**Required work:** Below are some records; quote exactly the lines from the one that contains "Query: black glove" through the one that contains "Check that every instance of the blender", inclusive, and no others.

(Dataset excerpts)
· · ·
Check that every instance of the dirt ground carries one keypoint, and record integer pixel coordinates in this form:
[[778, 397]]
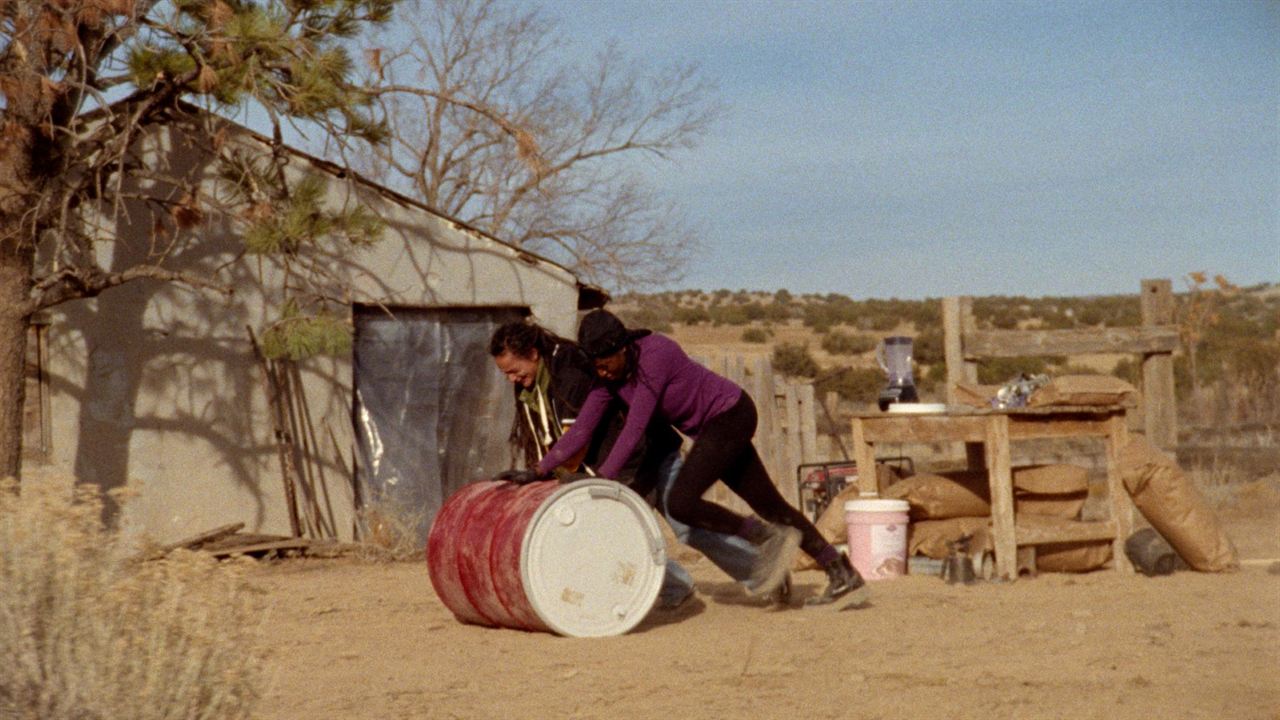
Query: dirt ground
[[371, 641]]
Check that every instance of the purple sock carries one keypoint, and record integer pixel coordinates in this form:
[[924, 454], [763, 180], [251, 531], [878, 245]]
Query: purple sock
[[827, 556]]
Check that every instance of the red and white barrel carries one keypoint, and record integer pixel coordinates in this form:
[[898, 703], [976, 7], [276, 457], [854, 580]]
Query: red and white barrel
[[581, 560]]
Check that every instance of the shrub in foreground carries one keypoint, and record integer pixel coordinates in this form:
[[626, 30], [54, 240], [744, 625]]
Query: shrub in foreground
[[87, 633]]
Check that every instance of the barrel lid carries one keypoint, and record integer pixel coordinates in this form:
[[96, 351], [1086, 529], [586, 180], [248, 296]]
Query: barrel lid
[[593, 559], [877, 505]]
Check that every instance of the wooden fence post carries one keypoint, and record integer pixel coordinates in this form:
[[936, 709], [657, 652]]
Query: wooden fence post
[[1160, 409], [958, 320]]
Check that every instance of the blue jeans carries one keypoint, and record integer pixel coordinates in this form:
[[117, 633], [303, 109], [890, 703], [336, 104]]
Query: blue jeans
[[731, 554]]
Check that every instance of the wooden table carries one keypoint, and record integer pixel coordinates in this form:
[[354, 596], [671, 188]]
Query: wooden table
[[993, 431]]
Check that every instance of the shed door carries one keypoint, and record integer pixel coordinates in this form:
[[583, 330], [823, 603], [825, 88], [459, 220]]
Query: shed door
[[432, 410]]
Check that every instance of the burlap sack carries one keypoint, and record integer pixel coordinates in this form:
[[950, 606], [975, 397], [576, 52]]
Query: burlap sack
[[976, 395], [1178, 511], [1057, 491], [938, 497], [1084, 390], [931, 537], [1066, 556]]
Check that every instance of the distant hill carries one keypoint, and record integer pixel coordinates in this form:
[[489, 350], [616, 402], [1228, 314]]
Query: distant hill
[[832, 337]]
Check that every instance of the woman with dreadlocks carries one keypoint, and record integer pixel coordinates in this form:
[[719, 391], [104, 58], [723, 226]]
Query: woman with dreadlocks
[[552, 377], [657, 381]]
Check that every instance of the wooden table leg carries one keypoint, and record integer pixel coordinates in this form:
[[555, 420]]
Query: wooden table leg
[[1001, 478], [864, 456], [1118, 497]]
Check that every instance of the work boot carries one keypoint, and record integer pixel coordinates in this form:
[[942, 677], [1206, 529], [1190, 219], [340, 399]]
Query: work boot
[[777, 552], [842, 580]]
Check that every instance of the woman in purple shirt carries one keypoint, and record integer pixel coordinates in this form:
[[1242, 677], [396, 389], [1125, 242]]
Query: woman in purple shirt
[[654, 377]]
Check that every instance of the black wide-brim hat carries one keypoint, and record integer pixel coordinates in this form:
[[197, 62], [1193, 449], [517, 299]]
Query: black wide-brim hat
[[602, 333]]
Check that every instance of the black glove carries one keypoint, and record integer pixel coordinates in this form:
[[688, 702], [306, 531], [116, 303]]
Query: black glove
[[519, 477]]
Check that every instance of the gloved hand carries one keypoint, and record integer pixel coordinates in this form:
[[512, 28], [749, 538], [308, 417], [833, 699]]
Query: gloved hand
[[519, 477]]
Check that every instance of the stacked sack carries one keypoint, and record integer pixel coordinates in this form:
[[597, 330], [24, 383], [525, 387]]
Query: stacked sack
[[951, 505]]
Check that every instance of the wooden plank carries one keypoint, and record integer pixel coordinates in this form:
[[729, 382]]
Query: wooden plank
[[952, 346], [1160, 410], [864, 456], [193, 542], [1001, 482], [769, 431], [808, 424], [1051, 427], [292, 543], [1118, 497], [791, 396], [923, 428], [1018, 343], [1072, 532]]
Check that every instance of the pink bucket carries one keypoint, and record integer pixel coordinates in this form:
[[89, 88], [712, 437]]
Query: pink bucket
[[877, 537]]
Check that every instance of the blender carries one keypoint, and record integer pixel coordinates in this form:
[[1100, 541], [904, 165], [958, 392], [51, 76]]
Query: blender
· · ·
**Answer to this exercise:**
Query: black glove
[[519, 477]]
Check that every instance of the gloved hand carries one keypoint, and record integer pixel coordinates in this form:
[[512, 28], [749, 538], [308, 417], [833, 699]]
Query: gloved hand
[[519, 477]]
Check that every instance of the stacked sack carries one keypoint, and record integer pixel coordinates in this form:
[[597, 330], [24, 383], [525, 387]]
Query: stacked sack
[[951, 505]]
Check that every instance of the wooden plank carries one keypoint, and record integer pixel coordinates in this form:
[[729, 382]]
Query: wooden plank
[[952, 346], [1160, 410], [864, 456], [193, 542], [1001, 482], [769, 431], [808, 424], [1051, 427], [292, 543], [1118, 497], [791, 396], [923, 428], [1018, 343], [1072, 532]]
Check that every instance of the pink bucket carries one keypoint, and record integer pixel coordinates in this form:
[[89, 88], [712, 437]]
Query: pink bucket
[[877, 537]]
Check that every instance of the blender carries one keypoint, and record integer pixel coordinates in this form:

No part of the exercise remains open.